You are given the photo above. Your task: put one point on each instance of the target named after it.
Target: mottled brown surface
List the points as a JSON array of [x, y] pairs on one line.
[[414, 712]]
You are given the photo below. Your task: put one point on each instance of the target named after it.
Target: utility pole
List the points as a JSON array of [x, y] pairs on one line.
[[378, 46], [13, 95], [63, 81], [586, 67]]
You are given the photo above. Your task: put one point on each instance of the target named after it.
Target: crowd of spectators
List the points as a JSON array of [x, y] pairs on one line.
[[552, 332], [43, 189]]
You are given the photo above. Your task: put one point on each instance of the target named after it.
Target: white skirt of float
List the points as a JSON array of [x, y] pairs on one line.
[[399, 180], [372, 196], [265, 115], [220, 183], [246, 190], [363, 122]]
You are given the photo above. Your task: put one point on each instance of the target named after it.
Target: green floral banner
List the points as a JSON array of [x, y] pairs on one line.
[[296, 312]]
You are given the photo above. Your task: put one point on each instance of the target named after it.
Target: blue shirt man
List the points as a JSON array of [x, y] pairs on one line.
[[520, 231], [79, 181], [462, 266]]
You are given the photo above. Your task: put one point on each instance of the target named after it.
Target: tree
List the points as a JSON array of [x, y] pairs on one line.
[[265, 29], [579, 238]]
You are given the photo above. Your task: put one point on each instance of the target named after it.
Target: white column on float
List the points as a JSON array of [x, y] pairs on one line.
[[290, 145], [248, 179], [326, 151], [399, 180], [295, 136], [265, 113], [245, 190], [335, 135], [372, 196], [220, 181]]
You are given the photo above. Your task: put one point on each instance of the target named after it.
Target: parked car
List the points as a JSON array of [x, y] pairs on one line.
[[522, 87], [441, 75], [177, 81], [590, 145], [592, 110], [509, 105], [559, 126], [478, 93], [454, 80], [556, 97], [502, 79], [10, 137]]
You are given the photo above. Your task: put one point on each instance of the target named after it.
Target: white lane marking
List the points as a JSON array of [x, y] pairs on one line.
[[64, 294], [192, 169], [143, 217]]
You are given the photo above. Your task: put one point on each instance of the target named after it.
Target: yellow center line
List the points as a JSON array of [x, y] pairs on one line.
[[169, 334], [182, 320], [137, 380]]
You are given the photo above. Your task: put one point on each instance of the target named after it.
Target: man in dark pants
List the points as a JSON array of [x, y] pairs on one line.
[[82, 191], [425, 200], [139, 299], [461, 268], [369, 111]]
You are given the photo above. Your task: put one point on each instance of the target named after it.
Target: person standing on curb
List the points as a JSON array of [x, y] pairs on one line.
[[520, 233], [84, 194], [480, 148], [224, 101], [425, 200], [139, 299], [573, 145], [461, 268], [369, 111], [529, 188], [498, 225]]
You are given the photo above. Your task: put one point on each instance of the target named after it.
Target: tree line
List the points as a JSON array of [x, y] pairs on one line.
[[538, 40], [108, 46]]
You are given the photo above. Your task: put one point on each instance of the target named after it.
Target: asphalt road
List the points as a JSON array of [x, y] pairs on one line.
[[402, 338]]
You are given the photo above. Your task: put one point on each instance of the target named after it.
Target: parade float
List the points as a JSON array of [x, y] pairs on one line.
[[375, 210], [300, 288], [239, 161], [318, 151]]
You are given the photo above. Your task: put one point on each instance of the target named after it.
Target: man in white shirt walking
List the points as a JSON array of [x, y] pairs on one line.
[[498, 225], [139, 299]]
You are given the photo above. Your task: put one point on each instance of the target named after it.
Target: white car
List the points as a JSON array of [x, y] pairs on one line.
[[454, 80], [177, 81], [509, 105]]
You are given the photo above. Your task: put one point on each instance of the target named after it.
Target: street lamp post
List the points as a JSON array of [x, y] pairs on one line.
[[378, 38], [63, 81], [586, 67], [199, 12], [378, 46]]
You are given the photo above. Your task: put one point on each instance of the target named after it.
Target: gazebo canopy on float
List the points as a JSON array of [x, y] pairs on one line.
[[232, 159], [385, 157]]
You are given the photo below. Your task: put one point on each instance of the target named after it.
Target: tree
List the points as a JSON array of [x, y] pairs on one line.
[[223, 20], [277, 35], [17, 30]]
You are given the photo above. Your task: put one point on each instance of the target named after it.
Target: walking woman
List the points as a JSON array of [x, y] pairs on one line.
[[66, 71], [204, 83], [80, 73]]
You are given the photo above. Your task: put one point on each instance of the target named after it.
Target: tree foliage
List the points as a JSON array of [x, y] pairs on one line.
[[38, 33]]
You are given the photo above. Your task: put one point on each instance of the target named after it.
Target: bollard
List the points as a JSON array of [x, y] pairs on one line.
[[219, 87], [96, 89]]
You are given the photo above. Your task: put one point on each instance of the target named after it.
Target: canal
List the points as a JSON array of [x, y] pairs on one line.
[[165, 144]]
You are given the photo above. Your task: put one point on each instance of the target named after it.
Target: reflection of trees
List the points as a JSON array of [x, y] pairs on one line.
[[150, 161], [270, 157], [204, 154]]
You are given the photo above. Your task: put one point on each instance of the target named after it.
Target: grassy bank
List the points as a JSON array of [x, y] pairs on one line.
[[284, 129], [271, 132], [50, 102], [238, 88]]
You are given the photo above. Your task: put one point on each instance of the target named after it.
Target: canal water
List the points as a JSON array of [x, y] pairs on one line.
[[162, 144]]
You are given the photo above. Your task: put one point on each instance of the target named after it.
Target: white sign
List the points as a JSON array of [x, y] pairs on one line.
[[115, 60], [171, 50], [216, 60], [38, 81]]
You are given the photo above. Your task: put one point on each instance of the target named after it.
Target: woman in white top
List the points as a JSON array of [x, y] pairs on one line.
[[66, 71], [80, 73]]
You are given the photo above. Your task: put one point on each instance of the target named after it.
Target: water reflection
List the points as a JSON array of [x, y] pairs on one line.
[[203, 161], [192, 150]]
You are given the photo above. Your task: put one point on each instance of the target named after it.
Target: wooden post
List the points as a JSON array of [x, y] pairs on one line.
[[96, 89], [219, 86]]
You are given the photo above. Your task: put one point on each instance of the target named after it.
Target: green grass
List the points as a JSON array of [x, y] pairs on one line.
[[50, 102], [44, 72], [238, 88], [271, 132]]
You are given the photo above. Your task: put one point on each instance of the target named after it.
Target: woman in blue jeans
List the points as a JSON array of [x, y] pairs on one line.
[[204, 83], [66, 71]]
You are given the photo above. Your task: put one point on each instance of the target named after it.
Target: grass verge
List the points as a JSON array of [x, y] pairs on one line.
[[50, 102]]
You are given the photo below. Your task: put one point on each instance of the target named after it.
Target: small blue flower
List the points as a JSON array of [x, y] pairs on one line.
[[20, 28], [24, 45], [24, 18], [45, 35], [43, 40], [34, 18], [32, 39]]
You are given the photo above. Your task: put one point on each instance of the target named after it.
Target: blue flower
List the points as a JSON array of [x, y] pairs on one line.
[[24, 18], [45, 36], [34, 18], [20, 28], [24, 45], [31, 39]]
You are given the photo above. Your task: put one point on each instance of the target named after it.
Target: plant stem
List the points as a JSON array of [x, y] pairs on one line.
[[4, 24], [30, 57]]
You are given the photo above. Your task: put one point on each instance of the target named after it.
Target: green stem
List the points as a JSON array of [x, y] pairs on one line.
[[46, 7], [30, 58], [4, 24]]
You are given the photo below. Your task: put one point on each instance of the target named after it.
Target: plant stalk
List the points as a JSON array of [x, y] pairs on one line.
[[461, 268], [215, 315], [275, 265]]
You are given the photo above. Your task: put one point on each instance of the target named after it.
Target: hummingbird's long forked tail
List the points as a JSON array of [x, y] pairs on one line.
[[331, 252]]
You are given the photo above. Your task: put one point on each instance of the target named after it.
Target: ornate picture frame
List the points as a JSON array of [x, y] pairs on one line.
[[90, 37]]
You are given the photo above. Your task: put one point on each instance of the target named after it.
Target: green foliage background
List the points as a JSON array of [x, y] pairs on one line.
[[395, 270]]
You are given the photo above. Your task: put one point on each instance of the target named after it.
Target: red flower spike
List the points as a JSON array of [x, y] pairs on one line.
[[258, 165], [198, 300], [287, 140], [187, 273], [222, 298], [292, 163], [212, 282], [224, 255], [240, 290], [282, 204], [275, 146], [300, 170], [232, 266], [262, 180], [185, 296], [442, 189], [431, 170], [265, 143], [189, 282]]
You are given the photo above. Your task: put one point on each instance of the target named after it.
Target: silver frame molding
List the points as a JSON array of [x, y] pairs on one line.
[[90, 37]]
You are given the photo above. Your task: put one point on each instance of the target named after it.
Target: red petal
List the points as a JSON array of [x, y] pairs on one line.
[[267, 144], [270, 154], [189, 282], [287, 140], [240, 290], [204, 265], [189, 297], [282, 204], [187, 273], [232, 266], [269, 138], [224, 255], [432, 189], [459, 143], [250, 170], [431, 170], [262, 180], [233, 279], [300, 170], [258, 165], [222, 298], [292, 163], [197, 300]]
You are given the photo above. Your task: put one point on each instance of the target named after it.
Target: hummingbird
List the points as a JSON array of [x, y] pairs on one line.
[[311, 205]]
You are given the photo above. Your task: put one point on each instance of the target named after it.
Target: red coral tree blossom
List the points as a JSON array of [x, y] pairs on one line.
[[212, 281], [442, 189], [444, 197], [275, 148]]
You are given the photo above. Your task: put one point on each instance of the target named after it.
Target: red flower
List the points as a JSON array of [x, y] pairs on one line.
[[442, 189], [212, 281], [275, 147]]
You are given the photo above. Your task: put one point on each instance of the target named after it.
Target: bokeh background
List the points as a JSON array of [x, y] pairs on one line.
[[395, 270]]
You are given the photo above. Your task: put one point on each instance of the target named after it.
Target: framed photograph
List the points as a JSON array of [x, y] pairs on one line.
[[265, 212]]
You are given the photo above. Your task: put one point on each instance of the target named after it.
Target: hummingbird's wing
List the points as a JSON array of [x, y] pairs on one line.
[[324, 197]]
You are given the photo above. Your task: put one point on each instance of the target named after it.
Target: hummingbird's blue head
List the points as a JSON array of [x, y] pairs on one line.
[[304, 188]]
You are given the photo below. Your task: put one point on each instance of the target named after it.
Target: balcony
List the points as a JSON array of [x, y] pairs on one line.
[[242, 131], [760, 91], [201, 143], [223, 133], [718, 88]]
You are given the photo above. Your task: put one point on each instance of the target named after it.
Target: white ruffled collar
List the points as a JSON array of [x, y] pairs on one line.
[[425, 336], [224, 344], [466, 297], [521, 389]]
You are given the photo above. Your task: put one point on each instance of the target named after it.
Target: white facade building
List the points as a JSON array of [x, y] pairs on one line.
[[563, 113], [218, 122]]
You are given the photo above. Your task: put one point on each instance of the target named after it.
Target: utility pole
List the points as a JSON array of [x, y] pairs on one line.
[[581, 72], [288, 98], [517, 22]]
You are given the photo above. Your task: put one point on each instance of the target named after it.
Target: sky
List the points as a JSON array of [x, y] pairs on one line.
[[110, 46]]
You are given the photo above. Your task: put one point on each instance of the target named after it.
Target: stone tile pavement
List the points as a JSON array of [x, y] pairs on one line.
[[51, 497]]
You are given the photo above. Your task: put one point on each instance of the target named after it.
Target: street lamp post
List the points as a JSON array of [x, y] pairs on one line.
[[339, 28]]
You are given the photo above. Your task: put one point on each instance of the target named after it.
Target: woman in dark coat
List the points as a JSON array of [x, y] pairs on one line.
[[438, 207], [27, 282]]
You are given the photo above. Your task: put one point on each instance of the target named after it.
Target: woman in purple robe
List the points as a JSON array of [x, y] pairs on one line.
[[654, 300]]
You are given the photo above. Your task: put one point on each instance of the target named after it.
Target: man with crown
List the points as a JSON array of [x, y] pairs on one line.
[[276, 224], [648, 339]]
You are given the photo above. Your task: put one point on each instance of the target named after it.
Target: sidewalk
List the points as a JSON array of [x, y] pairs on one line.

- _Instructions to follow_
Give the number of lines in the data that contain the string "float" and nothing more.

- _Answer_
4